▶ **Gegeven tekst**
------------
Organisatie-, mandaat- en volmachtbesluit directie Analyse, Programmering en Strategie 2017

Geraadpleegd op 18-04-2024.
Geldend van 21-03-2024 t/m heden

Regeling van de Minister van Sociale Zaken en Werkgelegenheid van 31 augustus 2017, 2017-0000141565, houdende de inrichting van de directie Analyse, Programmering en Strategie, alsmede de toedeling van taken en doorverlening van vertegenwoordigingsbevoegdheden aan de onder de directeur ressorterende functionarissen (Organisatie-, mandaat- en volmachtbesluit directie Analyse, Programmering en Strategie 2017)

De Minister van Sociale Zaken en Werkgelegenheid,

Gelet op de artikelen 5, onderdeel k, en 12 van het Organisatie-, mandaat- en volmachtbesluit inspecteur-generaal SZW 2017;

Besluit:

§ 1. Begripsbepaling

Artikel 1. Begrippen

In deze regeling en de daarop rustende bepalingen wordt verstaan onder:

  • afdeling BDI: de afdeling Boete, Dwangsom en Inning;

  • afdeling BO: de afdeling Beleidsondersteuning;

  • afdeling COM: de afdeling Communicatie;

  • afdeling HH: de afdeling Handhaving;

  • afdeling PCF: de afdeling Planning, Control en Financiën;

  • afdeling PSO: de afdeling Programmering, Signalering en Onderzoek;

  • afdeling SPO: de afdeling Services, Personeelsontwikkeling en Ondersteuning;

  • directeur: de directeur van de directie Analyse, Programmering en Strategie;

  • directie: de directie Analyse, Programmering en Strategie;

  • team ISI: het team Inkoop, Secretariaat en Interne arbozorg;

  • team MOMA: het team Management, Ondersteuners en Assistenten;

  • team P&O: het team Personeel en Organisatieontwikkeling;

  • team S&O: het team Services en Ondersteunend cluster;

  • uitvoerende directies: de directie Toezicht, de directie Meldingen en Verzoeken, de directie Informatievoorziening en de directie Opsporing.
------------
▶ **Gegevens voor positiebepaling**
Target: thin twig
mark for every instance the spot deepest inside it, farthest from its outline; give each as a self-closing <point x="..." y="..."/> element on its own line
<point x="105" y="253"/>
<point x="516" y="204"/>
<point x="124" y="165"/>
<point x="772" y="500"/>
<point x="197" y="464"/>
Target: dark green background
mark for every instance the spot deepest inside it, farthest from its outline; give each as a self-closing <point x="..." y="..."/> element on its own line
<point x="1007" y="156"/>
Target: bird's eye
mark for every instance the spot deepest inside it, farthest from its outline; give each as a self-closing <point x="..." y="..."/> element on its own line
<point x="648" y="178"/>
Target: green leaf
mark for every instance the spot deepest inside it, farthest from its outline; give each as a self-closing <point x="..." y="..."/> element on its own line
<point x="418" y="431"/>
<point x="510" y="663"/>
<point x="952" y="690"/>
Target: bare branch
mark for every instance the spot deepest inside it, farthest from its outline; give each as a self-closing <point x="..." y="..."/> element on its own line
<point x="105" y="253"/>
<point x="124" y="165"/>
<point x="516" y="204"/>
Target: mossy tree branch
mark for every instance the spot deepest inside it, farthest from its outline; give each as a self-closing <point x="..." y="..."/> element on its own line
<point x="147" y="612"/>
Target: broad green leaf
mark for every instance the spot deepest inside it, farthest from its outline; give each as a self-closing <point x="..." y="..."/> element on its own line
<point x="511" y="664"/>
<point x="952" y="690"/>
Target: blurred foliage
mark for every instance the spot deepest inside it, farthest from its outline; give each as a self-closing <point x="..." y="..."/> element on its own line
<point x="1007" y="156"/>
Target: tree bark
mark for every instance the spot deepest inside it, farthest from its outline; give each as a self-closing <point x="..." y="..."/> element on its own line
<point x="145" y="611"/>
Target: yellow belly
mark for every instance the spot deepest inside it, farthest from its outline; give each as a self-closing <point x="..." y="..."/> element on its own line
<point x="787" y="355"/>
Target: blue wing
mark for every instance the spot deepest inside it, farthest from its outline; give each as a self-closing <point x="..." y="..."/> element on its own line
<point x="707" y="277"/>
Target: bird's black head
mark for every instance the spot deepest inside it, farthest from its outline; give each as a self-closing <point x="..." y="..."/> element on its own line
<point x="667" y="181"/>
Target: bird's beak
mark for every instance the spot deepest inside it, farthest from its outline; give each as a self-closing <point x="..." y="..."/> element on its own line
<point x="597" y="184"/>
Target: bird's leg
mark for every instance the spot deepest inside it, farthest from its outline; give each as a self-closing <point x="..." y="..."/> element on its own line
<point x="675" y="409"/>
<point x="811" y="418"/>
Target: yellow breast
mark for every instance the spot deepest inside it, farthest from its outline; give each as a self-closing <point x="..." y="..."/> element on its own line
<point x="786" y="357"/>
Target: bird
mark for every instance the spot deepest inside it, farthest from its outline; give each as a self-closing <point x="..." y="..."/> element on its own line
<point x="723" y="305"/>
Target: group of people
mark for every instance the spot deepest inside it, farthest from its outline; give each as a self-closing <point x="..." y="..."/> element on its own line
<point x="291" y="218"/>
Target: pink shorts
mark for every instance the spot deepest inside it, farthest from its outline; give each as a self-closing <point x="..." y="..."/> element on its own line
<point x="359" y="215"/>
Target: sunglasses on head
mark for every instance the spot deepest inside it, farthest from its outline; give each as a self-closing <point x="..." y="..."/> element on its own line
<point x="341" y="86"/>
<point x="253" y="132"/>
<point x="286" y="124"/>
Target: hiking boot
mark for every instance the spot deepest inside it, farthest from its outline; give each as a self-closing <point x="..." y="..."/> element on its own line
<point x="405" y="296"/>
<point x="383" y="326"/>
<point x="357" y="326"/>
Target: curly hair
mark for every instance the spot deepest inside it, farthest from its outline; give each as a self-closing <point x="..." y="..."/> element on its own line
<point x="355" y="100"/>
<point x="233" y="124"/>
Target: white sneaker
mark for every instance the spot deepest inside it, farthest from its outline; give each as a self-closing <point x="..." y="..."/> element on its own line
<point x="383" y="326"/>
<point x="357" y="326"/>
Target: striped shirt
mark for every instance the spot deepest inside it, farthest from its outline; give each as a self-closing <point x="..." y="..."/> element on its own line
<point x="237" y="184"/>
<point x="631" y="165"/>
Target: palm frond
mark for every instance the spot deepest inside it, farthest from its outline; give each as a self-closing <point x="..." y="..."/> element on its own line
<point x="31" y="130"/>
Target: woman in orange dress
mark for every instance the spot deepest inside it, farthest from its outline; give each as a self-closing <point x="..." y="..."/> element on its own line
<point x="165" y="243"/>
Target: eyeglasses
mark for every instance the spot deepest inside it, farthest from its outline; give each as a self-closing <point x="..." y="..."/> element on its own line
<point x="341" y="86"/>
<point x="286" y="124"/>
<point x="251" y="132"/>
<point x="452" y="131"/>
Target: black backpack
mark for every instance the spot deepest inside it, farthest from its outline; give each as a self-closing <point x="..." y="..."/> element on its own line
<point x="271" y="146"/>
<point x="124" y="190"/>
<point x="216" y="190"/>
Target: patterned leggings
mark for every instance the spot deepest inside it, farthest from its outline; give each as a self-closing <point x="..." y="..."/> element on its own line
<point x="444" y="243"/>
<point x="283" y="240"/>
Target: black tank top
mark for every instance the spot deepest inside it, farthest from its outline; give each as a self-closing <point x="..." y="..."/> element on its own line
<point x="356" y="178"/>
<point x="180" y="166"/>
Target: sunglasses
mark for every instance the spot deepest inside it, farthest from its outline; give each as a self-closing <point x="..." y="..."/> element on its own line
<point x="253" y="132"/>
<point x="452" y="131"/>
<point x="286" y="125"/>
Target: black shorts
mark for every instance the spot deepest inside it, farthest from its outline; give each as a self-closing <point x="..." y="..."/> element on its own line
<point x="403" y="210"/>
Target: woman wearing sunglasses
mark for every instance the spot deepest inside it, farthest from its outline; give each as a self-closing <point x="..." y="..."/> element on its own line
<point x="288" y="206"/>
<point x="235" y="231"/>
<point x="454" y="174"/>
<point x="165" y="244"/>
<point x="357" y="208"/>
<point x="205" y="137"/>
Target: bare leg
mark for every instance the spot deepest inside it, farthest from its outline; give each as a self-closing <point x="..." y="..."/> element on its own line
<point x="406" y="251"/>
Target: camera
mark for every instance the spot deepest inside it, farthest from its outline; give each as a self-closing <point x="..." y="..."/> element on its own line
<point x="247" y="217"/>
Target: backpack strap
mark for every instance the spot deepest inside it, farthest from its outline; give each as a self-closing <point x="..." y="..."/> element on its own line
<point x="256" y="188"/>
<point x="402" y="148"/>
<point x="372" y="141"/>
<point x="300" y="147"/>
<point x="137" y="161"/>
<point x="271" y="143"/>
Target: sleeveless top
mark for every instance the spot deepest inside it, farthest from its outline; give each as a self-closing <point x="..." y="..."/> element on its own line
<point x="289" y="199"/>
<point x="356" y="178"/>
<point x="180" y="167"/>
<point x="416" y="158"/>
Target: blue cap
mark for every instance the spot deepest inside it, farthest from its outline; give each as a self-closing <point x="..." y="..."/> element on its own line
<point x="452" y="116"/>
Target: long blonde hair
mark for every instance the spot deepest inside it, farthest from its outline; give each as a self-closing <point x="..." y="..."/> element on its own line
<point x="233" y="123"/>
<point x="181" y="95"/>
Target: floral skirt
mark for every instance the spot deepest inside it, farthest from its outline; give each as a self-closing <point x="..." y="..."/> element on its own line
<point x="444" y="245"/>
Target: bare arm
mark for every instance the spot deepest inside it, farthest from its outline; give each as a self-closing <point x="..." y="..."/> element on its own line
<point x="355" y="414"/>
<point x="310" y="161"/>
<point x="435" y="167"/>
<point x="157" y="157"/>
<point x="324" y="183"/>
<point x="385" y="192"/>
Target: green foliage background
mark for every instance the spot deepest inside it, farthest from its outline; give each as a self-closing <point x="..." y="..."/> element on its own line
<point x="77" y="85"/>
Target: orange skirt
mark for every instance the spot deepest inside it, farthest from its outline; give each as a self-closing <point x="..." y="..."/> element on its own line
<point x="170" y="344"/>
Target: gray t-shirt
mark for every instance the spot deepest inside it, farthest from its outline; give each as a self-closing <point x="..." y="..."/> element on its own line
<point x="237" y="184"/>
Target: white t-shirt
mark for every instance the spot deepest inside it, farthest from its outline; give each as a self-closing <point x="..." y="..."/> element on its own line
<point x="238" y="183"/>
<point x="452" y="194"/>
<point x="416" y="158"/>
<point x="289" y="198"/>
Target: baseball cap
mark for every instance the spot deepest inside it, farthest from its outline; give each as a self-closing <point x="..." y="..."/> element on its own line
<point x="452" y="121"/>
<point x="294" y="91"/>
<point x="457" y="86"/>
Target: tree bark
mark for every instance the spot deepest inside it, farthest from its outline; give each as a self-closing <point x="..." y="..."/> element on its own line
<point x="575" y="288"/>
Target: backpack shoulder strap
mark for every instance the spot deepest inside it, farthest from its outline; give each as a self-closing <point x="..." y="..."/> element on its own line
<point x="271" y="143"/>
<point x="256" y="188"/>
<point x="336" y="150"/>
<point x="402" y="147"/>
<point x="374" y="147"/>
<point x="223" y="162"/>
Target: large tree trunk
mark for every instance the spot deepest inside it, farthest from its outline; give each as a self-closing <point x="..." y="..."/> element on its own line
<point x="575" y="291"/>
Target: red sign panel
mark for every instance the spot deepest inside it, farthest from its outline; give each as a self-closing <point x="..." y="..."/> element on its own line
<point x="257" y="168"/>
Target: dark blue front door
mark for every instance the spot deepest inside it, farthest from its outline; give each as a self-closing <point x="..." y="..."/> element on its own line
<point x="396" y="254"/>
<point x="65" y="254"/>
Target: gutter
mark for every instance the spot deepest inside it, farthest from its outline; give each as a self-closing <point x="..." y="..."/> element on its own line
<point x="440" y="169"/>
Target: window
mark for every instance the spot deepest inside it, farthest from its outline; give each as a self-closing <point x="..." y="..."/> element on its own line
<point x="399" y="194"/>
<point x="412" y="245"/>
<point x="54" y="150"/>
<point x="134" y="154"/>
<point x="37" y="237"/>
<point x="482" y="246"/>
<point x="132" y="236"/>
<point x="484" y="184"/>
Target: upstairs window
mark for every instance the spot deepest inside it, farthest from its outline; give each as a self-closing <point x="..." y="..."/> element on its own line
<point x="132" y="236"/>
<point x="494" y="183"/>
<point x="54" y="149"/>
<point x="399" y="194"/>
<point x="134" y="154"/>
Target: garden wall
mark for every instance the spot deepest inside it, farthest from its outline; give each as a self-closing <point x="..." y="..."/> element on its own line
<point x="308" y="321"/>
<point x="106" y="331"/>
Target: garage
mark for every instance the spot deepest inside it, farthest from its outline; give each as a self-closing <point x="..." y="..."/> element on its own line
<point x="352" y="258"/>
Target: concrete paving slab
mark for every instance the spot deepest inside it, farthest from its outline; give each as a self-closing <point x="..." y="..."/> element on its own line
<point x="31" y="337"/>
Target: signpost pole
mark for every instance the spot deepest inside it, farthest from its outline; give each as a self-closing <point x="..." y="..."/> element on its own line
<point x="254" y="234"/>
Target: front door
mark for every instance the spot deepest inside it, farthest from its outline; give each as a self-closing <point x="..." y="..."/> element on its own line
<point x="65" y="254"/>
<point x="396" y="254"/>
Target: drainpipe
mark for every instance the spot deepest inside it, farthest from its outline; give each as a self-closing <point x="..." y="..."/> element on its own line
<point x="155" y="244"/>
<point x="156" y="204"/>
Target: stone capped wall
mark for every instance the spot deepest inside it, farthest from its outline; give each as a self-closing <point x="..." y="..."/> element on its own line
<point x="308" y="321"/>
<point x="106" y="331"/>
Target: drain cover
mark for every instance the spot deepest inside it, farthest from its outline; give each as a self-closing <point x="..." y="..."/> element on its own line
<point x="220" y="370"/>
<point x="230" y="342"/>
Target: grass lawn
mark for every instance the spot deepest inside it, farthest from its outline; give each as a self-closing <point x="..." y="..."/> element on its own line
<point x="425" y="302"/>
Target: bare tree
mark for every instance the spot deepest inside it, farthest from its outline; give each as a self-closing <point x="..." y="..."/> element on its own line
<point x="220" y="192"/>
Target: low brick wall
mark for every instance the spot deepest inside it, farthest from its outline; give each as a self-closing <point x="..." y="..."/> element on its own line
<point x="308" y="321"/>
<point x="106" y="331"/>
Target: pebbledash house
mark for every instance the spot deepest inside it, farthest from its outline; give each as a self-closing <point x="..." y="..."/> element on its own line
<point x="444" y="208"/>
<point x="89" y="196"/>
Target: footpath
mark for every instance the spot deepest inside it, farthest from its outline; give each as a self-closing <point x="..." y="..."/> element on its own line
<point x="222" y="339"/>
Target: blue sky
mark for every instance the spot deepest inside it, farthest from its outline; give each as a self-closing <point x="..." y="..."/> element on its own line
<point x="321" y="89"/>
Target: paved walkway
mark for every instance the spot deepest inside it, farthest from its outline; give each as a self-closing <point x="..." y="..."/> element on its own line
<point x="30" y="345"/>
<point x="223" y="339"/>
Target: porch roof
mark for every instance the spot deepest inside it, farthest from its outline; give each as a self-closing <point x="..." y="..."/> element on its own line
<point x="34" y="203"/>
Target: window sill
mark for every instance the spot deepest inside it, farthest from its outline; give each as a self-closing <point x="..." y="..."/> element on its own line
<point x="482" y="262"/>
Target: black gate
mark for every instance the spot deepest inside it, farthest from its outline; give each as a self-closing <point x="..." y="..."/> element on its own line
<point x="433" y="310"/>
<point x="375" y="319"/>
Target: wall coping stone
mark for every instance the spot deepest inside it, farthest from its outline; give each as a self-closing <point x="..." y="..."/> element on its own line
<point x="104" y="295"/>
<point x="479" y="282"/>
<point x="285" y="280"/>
------------
▶ **Opgave**
Neem uit het besluit over de directie Analyse, Programmering en Strategie letterlijk het gedeelte over van "Regeling van de" tot en met "en Strategie 2017)".

▶ **Antwoord**
Regeling van de Minister van Sociale Zaken en Werkgelegenheid van 31 augustus 2017, 2017-0000141565, houdende de inrichting van de directie Analyse, Programmering en Strategie, alsmede de toedeling van taken en doorverlening van vertegenwoordigingsbevoegdheden aan de onder de directeur ressorterende functionarissen (Organisatie-, mandaat- en volmachtbesluit directie Analyse, Programmering en Strategie 2017)